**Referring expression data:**
++++++++++

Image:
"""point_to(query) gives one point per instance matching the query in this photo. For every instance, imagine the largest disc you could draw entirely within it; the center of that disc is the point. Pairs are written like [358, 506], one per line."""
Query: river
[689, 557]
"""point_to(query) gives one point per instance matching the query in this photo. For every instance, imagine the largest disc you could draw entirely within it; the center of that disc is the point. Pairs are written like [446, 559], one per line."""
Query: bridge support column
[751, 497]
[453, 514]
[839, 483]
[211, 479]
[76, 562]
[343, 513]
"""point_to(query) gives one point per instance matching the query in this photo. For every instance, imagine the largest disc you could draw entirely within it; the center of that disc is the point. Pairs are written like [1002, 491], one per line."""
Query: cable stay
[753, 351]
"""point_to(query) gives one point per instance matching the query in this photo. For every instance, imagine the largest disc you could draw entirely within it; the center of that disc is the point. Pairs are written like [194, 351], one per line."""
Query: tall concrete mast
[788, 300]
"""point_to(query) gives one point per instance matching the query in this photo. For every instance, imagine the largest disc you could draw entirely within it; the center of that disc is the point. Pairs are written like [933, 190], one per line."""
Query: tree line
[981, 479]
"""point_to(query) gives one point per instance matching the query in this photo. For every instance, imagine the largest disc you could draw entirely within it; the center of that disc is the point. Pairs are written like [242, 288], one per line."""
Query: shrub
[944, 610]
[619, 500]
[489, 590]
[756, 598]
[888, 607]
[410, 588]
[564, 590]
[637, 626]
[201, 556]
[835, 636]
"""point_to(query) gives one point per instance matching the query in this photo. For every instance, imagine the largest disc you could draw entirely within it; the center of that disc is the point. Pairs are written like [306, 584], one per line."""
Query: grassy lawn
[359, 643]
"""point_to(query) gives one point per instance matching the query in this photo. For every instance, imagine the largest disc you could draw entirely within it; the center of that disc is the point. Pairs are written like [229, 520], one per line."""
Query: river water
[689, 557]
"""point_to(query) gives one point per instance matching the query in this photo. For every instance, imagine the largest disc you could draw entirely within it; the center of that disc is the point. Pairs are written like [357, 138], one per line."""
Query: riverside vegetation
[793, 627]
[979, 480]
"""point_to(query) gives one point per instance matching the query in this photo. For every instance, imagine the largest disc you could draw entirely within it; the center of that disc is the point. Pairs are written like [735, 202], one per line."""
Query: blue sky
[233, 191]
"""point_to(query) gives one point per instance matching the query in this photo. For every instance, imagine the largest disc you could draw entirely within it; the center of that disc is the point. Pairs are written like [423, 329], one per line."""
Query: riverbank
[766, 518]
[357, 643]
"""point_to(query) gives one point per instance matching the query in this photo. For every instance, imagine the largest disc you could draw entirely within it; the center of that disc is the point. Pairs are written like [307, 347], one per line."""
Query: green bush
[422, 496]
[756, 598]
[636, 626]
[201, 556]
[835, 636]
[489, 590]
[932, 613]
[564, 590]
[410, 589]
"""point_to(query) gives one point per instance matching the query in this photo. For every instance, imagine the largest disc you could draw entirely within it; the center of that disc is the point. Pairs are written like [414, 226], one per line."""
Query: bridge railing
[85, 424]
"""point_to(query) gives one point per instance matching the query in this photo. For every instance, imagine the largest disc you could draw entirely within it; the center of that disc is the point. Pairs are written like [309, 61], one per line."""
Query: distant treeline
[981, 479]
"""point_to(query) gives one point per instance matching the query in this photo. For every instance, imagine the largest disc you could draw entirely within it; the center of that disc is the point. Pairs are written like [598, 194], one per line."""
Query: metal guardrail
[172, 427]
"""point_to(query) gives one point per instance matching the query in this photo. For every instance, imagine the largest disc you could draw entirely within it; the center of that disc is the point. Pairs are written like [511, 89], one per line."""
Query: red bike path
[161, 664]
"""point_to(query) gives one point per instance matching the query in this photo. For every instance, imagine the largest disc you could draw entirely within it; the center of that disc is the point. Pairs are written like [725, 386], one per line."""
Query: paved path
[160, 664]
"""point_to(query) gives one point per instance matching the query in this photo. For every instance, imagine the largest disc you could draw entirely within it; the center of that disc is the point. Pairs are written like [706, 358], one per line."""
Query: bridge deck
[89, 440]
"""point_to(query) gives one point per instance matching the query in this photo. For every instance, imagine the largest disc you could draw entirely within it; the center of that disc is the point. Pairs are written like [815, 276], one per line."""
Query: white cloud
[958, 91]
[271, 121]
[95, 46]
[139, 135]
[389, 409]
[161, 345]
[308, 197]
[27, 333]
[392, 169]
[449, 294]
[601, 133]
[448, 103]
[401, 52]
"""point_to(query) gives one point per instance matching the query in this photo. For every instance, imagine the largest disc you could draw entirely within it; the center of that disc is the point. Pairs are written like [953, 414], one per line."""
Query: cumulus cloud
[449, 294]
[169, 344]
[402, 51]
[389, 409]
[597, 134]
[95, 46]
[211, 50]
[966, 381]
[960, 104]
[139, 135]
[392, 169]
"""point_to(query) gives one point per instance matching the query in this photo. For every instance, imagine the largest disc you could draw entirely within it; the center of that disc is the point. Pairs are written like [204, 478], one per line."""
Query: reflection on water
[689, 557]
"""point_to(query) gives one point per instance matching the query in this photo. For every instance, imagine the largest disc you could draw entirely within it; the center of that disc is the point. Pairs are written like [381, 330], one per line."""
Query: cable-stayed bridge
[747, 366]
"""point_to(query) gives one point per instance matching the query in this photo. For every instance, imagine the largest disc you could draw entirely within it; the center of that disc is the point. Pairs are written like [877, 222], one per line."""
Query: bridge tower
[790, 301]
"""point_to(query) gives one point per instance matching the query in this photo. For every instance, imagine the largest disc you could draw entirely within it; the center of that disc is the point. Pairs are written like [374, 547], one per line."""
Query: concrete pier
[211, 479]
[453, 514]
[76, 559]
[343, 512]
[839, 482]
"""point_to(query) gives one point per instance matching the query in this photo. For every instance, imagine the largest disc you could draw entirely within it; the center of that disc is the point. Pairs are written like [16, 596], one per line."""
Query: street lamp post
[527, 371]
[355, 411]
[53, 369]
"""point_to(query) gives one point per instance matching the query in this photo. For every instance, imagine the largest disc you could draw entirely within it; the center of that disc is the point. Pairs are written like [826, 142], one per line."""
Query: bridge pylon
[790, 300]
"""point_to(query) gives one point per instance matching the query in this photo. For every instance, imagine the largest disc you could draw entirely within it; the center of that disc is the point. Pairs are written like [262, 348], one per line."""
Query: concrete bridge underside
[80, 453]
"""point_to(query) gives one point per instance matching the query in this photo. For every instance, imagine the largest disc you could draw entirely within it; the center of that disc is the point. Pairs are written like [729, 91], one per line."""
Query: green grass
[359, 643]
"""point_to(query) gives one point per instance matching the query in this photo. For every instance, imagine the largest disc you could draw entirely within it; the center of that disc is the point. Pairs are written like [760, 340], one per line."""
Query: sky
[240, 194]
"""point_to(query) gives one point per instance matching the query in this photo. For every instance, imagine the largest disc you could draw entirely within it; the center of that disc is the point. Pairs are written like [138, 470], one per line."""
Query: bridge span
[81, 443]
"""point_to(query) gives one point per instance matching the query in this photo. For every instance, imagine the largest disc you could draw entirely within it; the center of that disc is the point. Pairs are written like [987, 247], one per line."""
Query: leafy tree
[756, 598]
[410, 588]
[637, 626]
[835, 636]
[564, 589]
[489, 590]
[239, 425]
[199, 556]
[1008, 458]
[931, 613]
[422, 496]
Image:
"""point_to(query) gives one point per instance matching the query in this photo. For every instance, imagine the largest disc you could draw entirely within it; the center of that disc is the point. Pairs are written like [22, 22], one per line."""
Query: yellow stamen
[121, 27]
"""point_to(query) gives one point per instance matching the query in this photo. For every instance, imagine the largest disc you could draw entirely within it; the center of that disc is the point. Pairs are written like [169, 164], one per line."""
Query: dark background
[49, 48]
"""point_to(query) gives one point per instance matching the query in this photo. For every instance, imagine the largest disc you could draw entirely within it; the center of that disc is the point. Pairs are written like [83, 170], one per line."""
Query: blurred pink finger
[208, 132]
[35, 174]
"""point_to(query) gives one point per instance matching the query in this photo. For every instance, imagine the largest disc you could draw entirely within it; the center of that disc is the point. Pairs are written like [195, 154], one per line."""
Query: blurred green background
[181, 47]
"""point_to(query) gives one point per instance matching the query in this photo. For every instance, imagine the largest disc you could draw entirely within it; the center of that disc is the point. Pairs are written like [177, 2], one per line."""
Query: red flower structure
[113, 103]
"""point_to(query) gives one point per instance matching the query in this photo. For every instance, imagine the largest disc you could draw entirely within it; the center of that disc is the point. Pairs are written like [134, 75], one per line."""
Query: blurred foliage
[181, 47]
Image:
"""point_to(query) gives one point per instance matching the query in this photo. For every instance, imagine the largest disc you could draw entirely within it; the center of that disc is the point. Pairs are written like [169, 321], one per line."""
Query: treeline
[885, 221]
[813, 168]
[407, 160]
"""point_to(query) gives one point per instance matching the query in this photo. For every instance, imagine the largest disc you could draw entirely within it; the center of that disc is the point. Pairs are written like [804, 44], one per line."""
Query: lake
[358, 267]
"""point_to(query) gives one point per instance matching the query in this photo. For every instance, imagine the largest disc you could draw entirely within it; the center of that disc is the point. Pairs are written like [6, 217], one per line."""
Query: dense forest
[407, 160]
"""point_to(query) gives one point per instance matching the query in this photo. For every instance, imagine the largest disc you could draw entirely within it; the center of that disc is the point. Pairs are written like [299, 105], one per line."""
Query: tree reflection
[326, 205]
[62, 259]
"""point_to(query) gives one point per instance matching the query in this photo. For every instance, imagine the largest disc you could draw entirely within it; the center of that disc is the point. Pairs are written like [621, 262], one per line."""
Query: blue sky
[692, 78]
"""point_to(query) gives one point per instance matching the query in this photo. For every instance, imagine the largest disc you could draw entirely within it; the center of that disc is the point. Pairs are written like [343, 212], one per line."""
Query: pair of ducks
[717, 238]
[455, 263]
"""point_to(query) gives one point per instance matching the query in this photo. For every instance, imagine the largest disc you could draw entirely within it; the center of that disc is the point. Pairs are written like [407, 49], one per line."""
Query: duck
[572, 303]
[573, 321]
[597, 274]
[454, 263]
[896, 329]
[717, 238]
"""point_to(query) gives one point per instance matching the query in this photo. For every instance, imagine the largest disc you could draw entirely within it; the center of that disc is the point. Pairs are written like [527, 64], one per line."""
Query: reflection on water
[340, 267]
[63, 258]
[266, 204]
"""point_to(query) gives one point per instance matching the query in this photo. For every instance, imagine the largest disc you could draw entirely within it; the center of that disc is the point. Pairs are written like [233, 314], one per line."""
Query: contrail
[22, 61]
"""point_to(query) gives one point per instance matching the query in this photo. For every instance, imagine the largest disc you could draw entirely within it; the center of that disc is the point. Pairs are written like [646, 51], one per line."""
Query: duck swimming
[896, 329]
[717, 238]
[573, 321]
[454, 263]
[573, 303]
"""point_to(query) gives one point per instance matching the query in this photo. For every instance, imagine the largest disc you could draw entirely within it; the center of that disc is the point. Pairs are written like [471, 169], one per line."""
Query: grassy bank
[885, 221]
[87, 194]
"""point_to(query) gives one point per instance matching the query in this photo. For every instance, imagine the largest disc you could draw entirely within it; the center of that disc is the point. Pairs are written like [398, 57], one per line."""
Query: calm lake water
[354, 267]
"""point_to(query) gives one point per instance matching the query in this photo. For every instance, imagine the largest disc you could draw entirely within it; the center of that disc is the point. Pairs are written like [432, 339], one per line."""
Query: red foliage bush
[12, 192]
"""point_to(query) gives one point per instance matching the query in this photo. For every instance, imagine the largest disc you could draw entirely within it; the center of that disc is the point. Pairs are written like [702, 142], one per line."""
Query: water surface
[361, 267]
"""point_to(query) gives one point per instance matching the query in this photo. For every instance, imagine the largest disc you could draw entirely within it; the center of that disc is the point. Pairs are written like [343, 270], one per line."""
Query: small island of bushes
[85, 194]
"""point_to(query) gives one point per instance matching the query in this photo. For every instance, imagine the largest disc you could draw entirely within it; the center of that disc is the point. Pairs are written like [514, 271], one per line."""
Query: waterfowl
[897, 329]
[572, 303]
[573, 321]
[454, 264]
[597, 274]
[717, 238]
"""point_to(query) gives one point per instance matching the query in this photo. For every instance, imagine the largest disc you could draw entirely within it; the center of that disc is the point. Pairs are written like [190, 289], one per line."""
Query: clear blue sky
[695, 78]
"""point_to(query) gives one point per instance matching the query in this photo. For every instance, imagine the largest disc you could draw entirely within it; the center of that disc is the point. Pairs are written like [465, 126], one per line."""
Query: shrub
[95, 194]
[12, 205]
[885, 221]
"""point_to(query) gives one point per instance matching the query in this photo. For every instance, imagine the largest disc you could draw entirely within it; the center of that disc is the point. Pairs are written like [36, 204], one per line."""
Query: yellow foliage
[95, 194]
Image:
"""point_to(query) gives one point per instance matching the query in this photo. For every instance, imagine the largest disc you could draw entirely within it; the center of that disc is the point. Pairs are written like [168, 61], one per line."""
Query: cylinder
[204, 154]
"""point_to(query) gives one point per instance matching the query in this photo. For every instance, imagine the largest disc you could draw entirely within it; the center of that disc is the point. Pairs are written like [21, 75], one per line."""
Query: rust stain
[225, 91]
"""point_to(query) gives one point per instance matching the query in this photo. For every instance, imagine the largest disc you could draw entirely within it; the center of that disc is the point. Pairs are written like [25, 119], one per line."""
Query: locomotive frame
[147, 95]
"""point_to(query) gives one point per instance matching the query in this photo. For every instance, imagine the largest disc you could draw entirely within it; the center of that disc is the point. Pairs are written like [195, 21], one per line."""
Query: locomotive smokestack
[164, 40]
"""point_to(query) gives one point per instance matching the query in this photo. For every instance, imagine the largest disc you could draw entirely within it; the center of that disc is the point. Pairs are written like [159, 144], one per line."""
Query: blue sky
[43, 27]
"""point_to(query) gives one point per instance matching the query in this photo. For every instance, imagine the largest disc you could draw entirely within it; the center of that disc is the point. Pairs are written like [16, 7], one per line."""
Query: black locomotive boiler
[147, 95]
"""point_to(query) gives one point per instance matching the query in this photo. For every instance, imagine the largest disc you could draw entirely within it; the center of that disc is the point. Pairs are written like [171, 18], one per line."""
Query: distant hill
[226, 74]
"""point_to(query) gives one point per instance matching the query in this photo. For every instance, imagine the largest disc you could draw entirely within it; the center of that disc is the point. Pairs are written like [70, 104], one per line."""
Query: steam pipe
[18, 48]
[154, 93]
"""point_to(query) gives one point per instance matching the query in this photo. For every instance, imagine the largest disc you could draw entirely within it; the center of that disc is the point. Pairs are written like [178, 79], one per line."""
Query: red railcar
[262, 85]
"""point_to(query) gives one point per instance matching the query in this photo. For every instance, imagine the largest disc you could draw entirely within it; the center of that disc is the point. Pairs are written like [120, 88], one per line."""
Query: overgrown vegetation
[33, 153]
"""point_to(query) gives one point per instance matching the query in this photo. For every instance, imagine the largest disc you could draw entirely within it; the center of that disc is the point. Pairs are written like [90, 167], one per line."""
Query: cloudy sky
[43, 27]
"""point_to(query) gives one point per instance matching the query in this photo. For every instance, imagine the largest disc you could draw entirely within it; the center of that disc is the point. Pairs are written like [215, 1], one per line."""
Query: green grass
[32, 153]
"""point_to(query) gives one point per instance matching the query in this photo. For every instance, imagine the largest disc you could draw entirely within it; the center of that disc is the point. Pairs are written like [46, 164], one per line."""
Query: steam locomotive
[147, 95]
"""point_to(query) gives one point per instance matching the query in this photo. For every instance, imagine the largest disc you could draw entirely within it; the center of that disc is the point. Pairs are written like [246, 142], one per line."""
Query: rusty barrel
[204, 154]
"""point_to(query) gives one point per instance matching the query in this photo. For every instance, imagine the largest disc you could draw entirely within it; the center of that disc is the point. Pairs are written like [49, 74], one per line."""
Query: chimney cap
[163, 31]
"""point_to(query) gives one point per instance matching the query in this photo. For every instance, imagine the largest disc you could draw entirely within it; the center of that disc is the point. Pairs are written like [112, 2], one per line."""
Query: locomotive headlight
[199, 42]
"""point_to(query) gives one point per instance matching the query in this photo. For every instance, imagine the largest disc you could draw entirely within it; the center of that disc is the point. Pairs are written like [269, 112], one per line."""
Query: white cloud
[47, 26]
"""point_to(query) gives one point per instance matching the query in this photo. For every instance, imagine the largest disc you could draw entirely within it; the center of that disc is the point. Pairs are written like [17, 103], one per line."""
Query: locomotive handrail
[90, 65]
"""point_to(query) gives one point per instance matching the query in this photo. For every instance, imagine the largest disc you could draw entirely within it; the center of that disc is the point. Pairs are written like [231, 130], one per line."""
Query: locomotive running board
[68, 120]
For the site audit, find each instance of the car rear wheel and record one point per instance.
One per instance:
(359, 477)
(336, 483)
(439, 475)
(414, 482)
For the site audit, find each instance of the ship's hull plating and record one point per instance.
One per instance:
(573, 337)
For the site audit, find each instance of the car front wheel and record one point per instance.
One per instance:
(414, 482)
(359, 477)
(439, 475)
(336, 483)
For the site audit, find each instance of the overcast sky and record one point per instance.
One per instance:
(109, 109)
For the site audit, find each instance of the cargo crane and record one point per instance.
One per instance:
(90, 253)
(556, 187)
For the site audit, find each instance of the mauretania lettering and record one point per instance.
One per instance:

++++++++++

**What you should do:**
An exact copy of the lines above, from the one containing "[169, 321], one" down to the one containing "[527, 64], one" and including both, is the whole answer; retype it and nothing else.

**Expected answer:**
"""point_to(query) gives one point per instance matching the query in this photo. For every instance, imagine the largest disc you could draw entirely within it; the center of that disc is the point. Pairs are written like [169, 321], one per line."""
Query: treeline
[885, 221]
[813, 168]
[407, 160]
"""point_to(query) gives one point per instance matching the query in this photo. For every instance, imagine the largest disc you could draw entirely within it; the center of that disc is the point. Pairs are written like [804, 44], one per line."""
Query: lake
[358, 267]
"""point_to(query) gives one point per instance matching the query in this photo. For every instance, imagine the largest disc you could draw entirely within it; the center of that disc is the point. Pairs are written like [6, 217], one per line."""
Query: dense forest
[407, 160]
"""point_to(query) gives one point per instance matching the query in this photo. For every instance, imagine the largest disc you could draw entirely within it; the center of that disc is the point. Pairs are written like [299, 105], one per line."""
Query: tree reflection
[326, 205]
[62, 259]
"""point_to(query) gives one point per instance matching the query in this photo. For every instance, imagine the largest disc you could draw entirely within it; the center of that disc is the point. Pairs are written like [621, 262], one per line."""
Query: blue sky
[692, 78]
"""point_to(query) gives one point per instance matching the query in this photo. For every instance, imagine the largest disc you could draw entirely within it; the center of that disc is the point. Pairs are written like [343, 212], one per line."""
Query: pair of ducks
[717, 238]
[455, 263]
"""point_to(query) gives one point per instance matching the query in this photo. For every instance, imagine the largest disc you could draw entirely within it; the center of that disc is the point. Pairs are written like [407, 49], one per line."""
Query: duck
[572, 303]
[573, 321]
[597, 274]
[454, 263]
[896, 329]
[717, 238]
"""point_to(query) gives one point per instance matching the query in this photo. For every instance, imagine the largest disc you could draw entirely within it; the center of that disc is the point. Pairs are written like [527, 64], one per line."""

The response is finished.